▶ _What is being asked_
Translate this sentence from the newsletter article below about a blood test for placenta accreta into Spanish: "When a blood sample is tested using the chip, trophoblasts stick to the chip and can be detected under a microscope."

Newsletter Fall 2021
Nanotech device can detect risk for placenta accreta spectrum disorder
A multidisciplinary research team from UCLA led by Dr. Yalda Afshar, Assistant Professor of Obstetrics and Gynecology at the David Geffen School of Medicine at UCLA, has developed a new blood test to detect placenta accreta spectrum disorder earlier in pregnancy.
Currently, placenta accreta spectrum disorder is diagnosed by ultrasound in combination with an assessment of a mother's pregnancy history. However, those factors alone are usually not reliable enough to detect cases other than the most severe ones. This new blood test can be performed as early as the first trimester of pregnancy, which allows for early referrals to high- risk maternal-fetal medicine specialists. The preliminary data obtained on more than 100 women, showed that the blood test was 79% accurate in confirming the presence of placenta accreta and 93% accurate in ruling it out if the test was negative result.
The new approach uses a technology called the NanoVelcro Chip, which has been developed over the past 15 years by Dr. Yazhen Zhu and Hsian-Rong Tseng, UCLA professors of Molecular and Medical Pharmacology. Originally created to detect tumor cells in people with cancer, the chip is a postage stamp–sized device with nanowires that are 1,000 times thinner than a human hair and coated with antibodies that can recognize specific cells.
For the new study, the researchers adapted the chip so that it could detect trophoblasts, cells specifically linked to placenta accreta spectrum disorder, in the mother's blood. When a blood sample is tested using the chip, trophoblasts stick to the chip and can be detected under a microscope. An abnormally high count of trophoblasts or a trophoblast cluster in the blood indicates an elevated risk for placenta accreta disorder.
"Early and precise detection of this very high-risk obstetrical problem can greatly improve outcomes for both the mother and baby," said Dr. Afshar, co-first author of the study. "With the unreliability of the current screening methods for placenta accreta, we saw a pressing need to create an easy-to-implement screening that can be conducted early in the pregnancy in all healthcare settings regardless of resources available to patients."
The researchers are exploring ways to refine the test to improve its accuracy and reliability. The team includes experts from many disciplines, including obstetrics, nanotechnology, pathology, engineering, chemistry, microfluidics and biostatistics.
A paper detailing the new method is published in Nature Communications.

▶ _Supplied data_
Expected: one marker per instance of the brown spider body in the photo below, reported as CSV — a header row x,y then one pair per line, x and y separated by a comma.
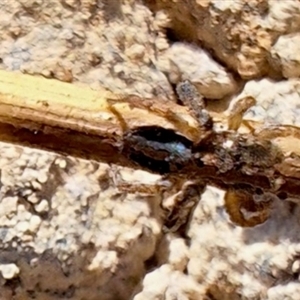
x,y
241,164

▶ _Answer to this problem_
Cuando se analiza una muestra de sangre con el chip, los trofoblastos se adhieren al chip y pueden detectarse bajo un microscopio.